=== Text passage ===
#####

Seti@Home optimized science apps and information
Optimized Seti@Home apps => Windows => Topic started by: nevica on 26 Mar 2008, 05:50:17 am
-
Hello,
I have the following processor:
AuthenticAMD
AMD Athlon(tm) 64 X2 Dual-Core Processor TK-57 [x86 Family 15 Model 104 Stepping 2]
running
Microsoft Windows Vista
Home Edition, Service Pack 1, (06.00.6001.00)
Could anybody please tell me the best optimized app to use on this computer.
Best wishes,
Nevica
-
As far as I know the best application for your setup is this:
http://calbe.dw70.de/2.4V/2.4V_Windows_x32_SSE2A.zip
I've run it with good results on on my X2-3800+, and use it now on my Phenom.
Keep an eye out, sometime in the not too distant future, newer and significantly faster apps will be released.
-
Hello Karvi,
Thanks for your reply.
I am a bit confused as to how many bits my processor has. It has a 64 in its name so I presume it is 64 bit. I not that the optimised app you suggested has a 32 in it so I presume this means 32 bit. Please could you enlighten me.
Regards,
Nevica
-
If you run a 64 bit version of Vista, you can use the 64-bit or the 32-bit client.
If you run the 32-bit version of vista you have to use the 32-bit version.
Both can be found at:
http://calbe.dw70.de/seti.html
I think I read somewhere that the 32-bit client was still the fastest, but I could be wrong. The difference will not be big anyway.
-
Karvi,
I am, in fact, using the 32 bit version of Windows Vista Home Premium.
On this page:
http://calbe.dw70.de/win32.html
Could you tell me me the app I should be using with:
AuthenticAMD
AMD Athlon(tm) 64 X2 Dual-Core Processor TK-57 [x86 Family 15 Model 104 Stepping 2]
Thanks,
Nevica
-
...
Could you tell me me the app I should be using with:
AuthenticAMD
AMD Athlon(tm) 64 X2 Dual-Core Processor TK-57 [x86 Family 15 Model 104 Stepping 2]
2.4V Windows x32 SSE2 AMD
Joe
-
Listen to Joe :)
It's the same answer I gave you in my first reply.
-
So what your saying is, I could have still used the 32bit Seti??? :o
I just went to 64 bit Vista, right now using the normal BOINC cause the optimized BOINC wouldnt work, and the optimized 64 bit SSE2 Seti.......
If you run a 64 bit version of Vista, you can use the 64-bit or the 32-bit client.
If you run the 32-bit version of vista you have to use the 32-bit version.
Both can be found at:
http://calbe.dw70.de/seti.html
I think I read somewhere that the 32-bit client was still the fastest, but I could be wrong. The difference will not be big anyway.
-
With opt app V2.4 for AMD chips - yes, 32-bit app faster on 64-bit OS. This will become untrue with upcoming release.
-
Thanks for the reply......
I knew I should have done some reading....heh
I will use the 64 bit app till the next release......
-
Hi
I use AK_v8_win_SSE3.exe this for Athlon x2 ( AM2 ) 1.9 ghz ( 45 W )
and i now i dont know what APP is the best for my Atlhon. :-[
OS Win XP SP3 32bit
-
Hi
I use AK_v8_win_SSE3.exe this for Athlon x2 ( AM2 ) 1.9 ghz ( 45 W )

#####

=== Given information ===
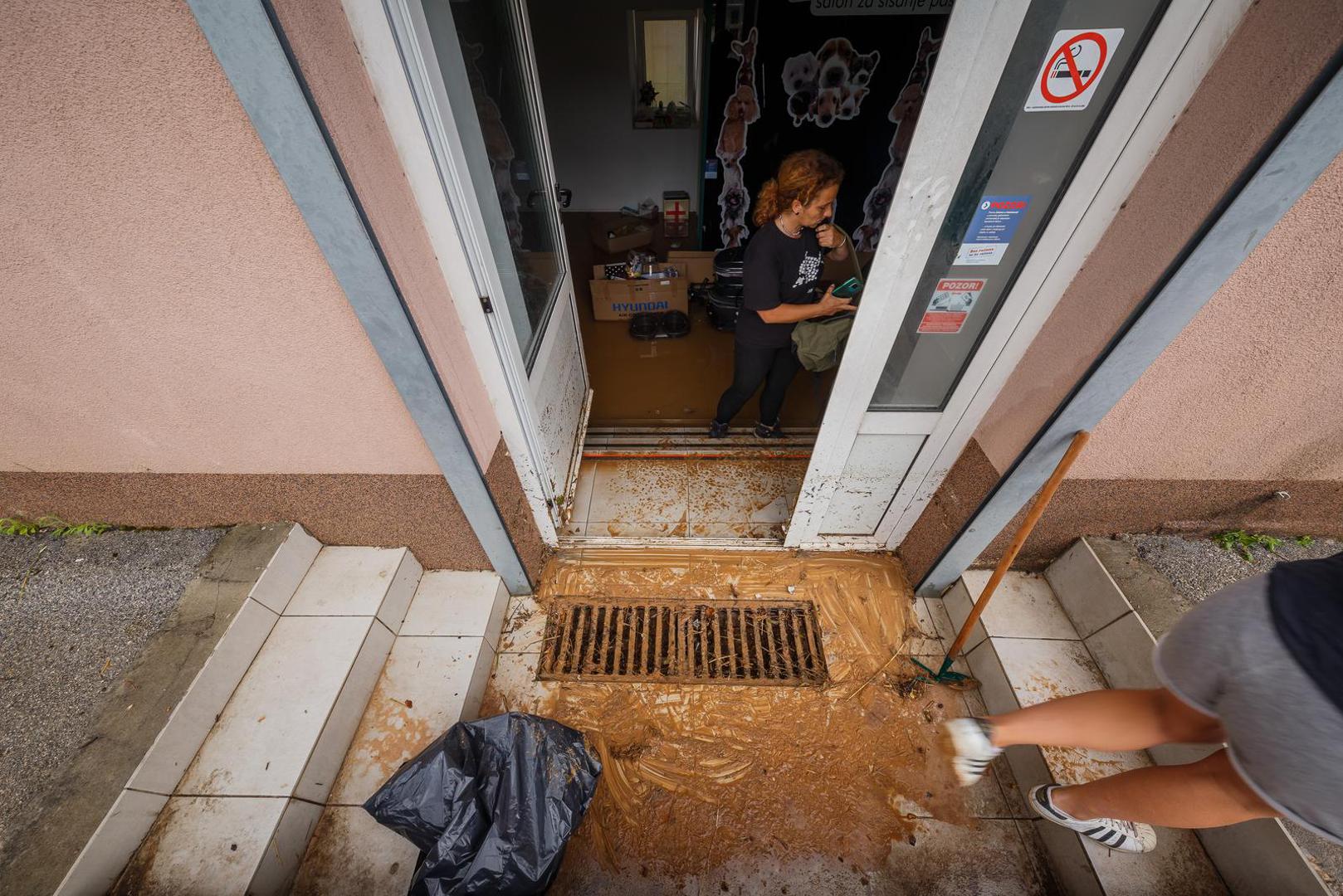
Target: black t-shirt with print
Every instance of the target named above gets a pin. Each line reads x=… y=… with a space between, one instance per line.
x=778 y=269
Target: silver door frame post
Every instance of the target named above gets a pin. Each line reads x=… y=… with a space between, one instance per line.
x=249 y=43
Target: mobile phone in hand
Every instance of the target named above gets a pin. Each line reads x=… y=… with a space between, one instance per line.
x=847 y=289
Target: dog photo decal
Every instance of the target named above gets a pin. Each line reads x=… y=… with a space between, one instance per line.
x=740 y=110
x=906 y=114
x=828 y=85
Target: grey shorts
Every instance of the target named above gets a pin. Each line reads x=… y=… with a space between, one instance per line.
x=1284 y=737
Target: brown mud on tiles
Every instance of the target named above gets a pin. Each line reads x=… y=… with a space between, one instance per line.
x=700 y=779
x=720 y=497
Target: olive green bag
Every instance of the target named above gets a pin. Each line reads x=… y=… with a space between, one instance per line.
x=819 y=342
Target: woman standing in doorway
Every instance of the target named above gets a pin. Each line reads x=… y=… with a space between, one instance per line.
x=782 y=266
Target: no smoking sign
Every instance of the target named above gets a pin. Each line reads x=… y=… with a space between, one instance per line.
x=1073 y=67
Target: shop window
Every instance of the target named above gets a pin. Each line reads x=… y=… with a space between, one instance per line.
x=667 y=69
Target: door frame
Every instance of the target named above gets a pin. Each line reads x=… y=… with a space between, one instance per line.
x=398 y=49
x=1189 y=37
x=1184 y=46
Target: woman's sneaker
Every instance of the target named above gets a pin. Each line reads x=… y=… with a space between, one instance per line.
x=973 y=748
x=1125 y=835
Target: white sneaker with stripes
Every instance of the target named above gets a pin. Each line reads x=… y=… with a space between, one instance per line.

#####

=== Requirements ===
[A] Translate this sentence from the Seti@Home forum thread into Spanish: "If you run a 64 bit version of Vista, you can use the 64-bit or the 32-bit client."
[B] Based on the Seti@Home forum thread, say whether each statement agrees with it, answering yes or no and quoting the words that decide it.
(i) The poster who started the topic runs the 32-bit version of Windows Vista Home Premium.
(ii) With opt app V2.4 for AMD chips, the 64-bit app is faster on a 64-bit OS.
(iii) The poster who moved to 64-bit Vista got the optimized BOINC to work.
[C] Summarize the Seti@Home forum thread in two sentences.

=== Solutions by task ===
[A] Si usas una versión de 64 bits de Vista, puedes usar el cliente de 64 bits o el de 32 bits.

[B]
(i) Yes: "I am, in fact, using the 32 bit version of Windows Vista Home Premium."
(ii) No: "With opt app V2.4 for AMD chips - yes, 32-bit app faster on 64-bit OS."
(iii) No: "right now using the normal BOINC cause the optimized BOINC wouldnt work"

[C] A user with an AMD Athlon 64 X2 Dual-Core TK-57 running 32-bit Windows Vista asks which optimized Seti@Home app to use and is pointed to 2.4V Windows x32 SSE2 AMD. Another reply explains that 64-bit Vista can run either the 64-bit or the 32-bit client while 32-bit Vista needs the 32-bit one, and a later post adds that with V2.4 for AMD chips the 32-bit app is faster on a 64-bit OS, which will become untrue with the upcoming release.